### Your goal
Whenever a line of the material contains the string "window", it should be copied.

* * *

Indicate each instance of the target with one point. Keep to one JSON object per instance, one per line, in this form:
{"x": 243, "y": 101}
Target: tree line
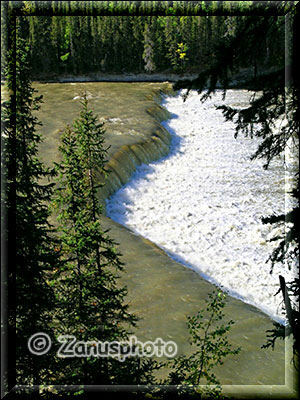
{"x": 66, "y": 42}
{"x": 64, "y": 279}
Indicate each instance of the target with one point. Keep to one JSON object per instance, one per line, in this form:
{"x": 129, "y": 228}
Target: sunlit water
{"x": 203, "y": 203}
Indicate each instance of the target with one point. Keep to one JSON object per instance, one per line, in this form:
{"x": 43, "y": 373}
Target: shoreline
{"x": 162, "y": 292}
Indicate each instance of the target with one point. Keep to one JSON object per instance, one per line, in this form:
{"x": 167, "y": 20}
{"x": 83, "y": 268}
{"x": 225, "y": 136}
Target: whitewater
{"x": 203, "y": 202}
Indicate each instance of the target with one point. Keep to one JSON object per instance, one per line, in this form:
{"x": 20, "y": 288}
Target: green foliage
{"x": 91, "y": 303}
{"x": 192, "y": 375}
{"x": 30, "y": 239}
{"x": 111, "y": 42}
{"x": 211, "y": 343}
{"x": 272, "y": 116}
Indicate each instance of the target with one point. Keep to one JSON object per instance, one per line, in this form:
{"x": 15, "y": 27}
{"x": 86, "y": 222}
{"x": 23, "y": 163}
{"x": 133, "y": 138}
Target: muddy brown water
{"x": 160, "y": 291}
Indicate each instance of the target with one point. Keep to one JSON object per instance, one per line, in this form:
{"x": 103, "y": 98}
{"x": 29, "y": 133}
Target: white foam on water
{"x": 203, "y": 203}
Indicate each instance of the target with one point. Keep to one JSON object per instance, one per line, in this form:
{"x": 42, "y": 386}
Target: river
{"x": 161, "y": 291}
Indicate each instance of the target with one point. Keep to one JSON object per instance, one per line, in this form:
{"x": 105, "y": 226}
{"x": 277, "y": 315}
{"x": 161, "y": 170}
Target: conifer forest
{"x": 108, "y": 254}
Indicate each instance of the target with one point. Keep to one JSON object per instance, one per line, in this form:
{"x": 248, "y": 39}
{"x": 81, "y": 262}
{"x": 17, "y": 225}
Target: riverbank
{"x": 237, "y": 79}
{"x": 160, "y": 291}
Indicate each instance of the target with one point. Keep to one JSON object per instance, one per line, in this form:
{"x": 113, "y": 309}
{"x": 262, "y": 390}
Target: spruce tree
{"x": 276, "y": 99}
{"x": 91, "y": 300}
{"x": 31, "y": 254}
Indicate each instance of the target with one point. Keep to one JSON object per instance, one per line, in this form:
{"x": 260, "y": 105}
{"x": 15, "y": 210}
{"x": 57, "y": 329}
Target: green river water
{"x": 160, "y": 291}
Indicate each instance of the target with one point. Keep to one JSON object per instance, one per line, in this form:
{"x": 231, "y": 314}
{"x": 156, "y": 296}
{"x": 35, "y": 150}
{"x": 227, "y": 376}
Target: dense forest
{"x": 67, "y": 276}
{"x": 66, "y": 42}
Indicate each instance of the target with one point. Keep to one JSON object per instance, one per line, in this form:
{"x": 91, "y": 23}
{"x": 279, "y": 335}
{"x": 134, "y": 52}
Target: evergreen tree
{"x": 148, "y": 50}
{"x": 31, "y": 245}
{"x": 276, "y": 100}
{"x": 91, "y": 302}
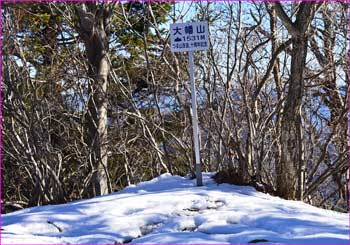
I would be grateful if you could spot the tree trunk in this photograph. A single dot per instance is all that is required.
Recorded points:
(94, 34)
(291, 138)
(290, 167)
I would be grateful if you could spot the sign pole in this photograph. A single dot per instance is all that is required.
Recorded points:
(195, 121)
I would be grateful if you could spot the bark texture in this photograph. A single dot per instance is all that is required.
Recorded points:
(93, 30)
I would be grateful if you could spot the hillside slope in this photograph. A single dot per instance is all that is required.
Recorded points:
(171, 209)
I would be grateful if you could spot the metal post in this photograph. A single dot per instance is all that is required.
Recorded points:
(195, 121)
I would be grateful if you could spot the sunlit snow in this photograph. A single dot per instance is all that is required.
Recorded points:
(171, 209)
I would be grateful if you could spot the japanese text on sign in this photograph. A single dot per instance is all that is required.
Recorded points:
(189, 36)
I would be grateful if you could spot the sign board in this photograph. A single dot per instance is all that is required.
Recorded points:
(189, 36)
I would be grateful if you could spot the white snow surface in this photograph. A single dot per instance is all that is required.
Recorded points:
(172, 209)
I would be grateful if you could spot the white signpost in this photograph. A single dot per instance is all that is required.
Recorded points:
(191, 36)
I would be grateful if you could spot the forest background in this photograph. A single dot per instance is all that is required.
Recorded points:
(93, 99)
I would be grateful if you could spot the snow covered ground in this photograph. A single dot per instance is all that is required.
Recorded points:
(171, 209)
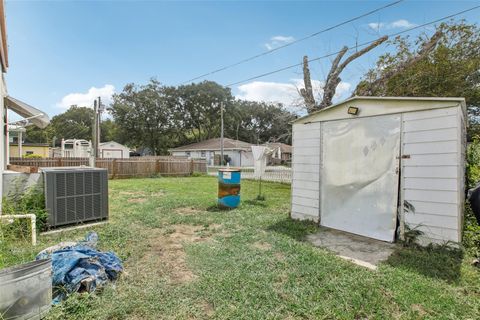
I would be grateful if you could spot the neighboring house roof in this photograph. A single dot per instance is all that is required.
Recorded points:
(112, 142)
(284, 148)
(31, 144)
(214, 144)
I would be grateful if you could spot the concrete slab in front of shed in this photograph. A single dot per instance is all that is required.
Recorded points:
(360, 250)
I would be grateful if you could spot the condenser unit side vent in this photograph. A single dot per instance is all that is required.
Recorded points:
(75, 195)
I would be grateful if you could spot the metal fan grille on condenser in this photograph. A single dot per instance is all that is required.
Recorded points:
(75, 195)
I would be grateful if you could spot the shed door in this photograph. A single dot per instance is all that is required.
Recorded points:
(359, 179)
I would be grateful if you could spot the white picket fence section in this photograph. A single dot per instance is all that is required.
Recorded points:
(274, 174)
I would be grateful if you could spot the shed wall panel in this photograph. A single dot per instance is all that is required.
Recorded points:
(431, 147)
(305, 184)
(448, 184)
(306, 171)
(431, 173)
(445, 122)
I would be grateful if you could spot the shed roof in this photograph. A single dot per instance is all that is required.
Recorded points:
(284, 148)
(111, 142)
(372, 106)
(214, 144)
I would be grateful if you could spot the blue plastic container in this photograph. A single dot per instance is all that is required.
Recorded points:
(229, 188)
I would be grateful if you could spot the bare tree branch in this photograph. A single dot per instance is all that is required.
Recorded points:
(333, 78)
(307, 92)
(380, 82)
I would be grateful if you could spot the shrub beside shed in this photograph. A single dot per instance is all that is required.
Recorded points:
(379, 166)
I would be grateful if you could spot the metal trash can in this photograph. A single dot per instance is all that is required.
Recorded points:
(26, 290)
(229, 188)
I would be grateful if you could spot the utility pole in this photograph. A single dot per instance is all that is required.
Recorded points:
(99, 120)
(94, 129)
(221, 134)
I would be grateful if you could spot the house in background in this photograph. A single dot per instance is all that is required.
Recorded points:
(27, 148)
(112, 149)
(281, 152)
(379, 166)
(30, 114)
(239, 153)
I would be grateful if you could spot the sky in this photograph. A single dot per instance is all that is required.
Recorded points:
(70, 52)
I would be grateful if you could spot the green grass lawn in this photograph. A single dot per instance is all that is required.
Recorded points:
(185, 259)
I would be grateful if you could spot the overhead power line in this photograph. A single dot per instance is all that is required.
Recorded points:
(293, 42)
(352, 47)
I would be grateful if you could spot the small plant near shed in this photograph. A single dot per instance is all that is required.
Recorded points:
(471, 229)
(32, 156)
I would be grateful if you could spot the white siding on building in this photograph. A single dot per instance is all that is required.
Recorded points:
(306, 171)
(432, 174)
(432, 164)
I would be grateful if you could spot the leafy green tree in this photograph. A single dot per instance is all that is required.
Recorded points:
(258, 122)
(197, 109)
(451, 69)
(144, 117)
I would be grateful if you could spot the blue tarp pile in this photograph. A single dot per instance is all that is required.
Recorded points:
(80, 267)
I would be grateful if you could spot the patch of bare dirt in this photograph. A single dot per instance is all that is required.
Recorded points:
(262, 245)
(280, 256)
(419, 309)
(187, 211)
(169, 251)
(132, 193)
(208, 309)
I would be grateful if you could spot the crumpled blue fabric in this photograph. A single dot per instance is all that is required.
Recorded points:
(81, 268)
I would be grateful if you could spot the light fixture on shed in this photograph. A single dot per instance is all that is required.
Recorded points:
(353, 111)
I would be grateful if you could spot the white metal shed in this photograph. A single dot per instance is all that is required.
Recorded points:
(112, 149)
(375, 166)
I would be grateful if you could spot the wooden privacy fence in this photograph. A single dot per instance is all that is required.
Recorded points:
(125, 168)
(272, 173)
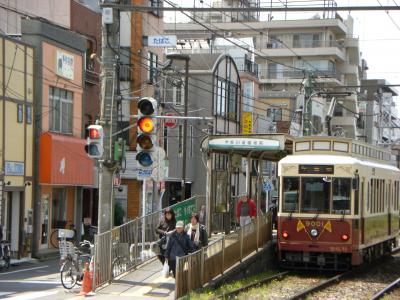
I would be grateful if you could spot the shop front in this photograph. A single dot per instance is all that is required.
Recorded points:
(65, 170)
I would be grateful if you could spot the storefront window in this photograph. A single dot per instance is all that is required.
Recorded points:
(341, 196)
(58, 209)
(290, 194)
(315, 195)
(44, 218)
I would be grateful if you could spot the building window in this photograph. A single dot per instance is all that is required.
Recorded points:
(275, 114)
(28, 116)
(20, 113)
(58, 210)
(232, 100)
(61, 112)
(156, 4)
(152, 67)
(220, 103)
(180, 140)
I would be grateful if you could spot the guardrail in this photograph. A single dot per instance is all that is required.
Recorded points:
(198, 268)
(122, 248)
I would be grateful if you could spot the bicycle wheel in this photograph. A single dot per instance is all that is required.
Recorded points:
(54, 239)
(69, 274)
(118, 266)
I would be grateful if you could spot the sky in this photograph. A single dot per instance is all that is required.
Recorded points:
(379, 35)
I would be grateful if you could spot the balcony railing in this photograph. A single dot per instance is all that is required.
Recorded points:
(246, 65)
(277, 44)
(125, 72)
(299, 74)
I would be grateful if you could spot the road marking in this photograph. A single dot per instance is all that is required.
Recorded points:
(33, 295)
(24, 270)
(31, 281)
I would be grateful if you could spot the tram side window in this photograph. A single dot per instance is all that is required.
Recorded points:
(315, 195)
(290, 194)
(341, 196)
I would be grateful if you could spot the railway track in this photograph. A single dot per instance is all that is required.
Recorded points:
(258, 283)
(317, 287)
(389, 288)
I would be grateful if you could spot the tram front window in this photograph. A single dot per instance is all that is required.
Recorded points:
(341, 196)
(290, 194)
(315, 195)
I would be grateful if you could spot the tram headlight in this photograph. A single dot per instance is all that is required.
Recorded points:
(314, 232)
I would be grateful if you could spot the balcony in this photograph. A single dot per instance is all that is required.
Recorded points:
(246, 65)
(298, 74)
(91, 77)
(125, 72)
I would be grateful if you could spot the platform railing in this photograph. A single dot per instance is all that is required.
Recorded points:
(122, 249)
(196, 269)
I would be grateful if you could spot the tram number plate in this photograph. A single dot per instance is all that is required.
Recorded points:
(316, 169)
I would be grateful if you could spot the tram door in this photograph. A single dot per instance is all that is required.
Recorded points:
(389, 201)
(362, 209)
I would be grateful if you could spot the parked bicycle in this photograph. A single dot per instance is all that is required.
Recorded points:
(73, 262)
(5, 255)
(119, 263)
(55, 235)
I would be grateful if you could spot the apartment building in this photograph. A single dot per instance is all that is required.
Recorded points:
(378, 120)
(17, 101)
(287, 51)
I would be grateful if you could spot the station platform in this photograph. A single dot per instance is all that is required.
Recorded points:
(146, 282)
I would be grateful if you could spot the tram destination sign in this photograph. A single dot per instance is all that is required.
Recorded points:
(316, 169)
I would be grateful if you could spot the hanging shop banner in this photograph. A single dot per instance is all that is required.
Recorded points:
(247, 122)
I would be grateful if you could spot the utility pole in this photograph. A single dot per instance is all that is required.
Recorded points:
(307, 106)
(108, 115)
(186, 58)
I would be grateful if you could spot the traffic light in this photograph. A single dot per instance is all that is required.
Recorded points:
(146, 140)
(94, 142)
(119, 150)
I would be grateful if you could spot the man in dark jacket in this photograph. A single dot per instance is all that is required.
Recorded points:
(197, 232)
(164, 229)
(179, 244)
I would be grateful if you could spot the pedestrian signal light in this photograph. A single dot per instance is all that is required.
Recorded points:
(94, 142)
(144, 159)
(146, 124)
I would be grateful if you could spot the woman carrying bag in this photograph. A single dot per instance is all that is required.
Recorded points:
(164, 229)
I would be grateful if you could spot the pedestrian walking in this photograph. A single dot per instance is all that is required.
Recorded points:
(197, 232)
(202, 215)
(246, 210)
(164, 229)
(179, 244)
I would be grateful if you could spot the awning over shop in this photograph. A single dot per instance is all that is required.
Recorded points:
(63, 161)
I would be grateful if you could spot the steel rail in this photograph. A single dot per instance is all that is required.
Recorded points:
(128, 7)
(386, 290)
(251, 285)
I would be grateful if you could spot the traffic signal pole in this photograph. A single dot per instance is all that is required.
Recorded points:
(108, 115)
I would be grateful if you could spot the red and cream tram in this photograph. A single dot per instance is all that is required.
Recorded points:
(339, 204)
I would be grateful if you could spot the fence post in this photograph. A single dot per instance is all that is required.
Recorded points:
(202, 259)
(94, 263)
(223, 255)
(177, 278)
(110, 273)
(258, 233)
(189, 262)
(241, 243)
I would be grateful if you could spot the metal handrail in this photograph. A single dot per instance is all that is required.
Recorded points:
(220, 255)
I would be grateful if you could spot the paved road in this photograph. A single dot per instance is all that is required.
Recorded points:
(39, 280)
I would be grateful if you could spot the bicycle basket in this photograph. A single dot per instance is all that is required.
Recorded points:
(67, 248)
(66, 233)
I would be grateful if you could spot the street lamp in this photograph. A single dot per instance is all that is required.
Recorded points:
(186, 58)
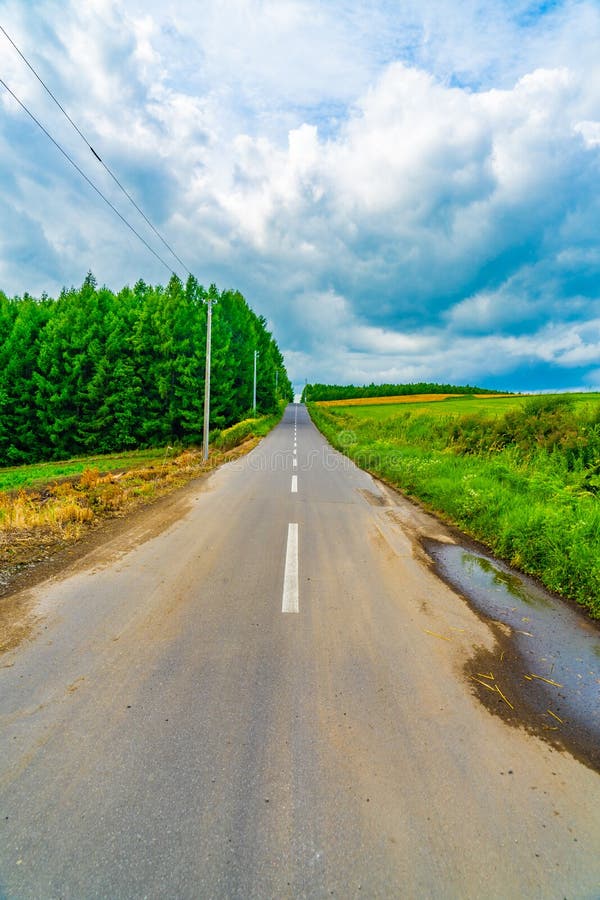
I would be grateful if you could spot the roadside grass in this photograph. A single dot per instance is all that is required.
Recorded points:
(45, 506)
(526, 482)
(445, 404)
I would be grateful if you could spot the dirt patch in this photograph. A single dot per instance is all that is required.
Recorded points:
(30, 556)
(497, 679)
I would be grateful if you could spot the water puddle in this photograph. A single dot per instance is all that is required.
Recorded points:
(546, 674)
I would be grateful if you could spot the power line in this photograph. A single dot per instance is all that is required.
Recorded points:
(83, 175)
(87, 143)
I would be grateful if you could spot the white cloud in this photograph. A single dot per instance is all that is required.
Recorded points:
(399, 188)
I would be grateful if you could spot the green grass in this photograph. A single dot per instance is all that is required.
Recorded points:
(456, 406)
(526, 481)
(36, 475)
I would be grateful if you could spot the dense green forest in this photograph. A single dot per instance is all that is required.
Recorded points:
(94, 371)
(312, 393)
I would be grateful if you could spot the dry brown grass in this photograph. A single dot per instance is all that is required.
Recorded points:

* * *

### Task response
I would be grateful if you could spot the storefront window in this photograph. A single dot per instance is all that is required.
I would be grateful if you could spot the building window in this photograph. A single dot per instance is all that is required.
I would be grateful if you could spot the tram side window in this photograph. A single dot per instance is all that is required.
I would be grateful if you could spot the tram front window in this photograph. A single dot per instance is all that is required.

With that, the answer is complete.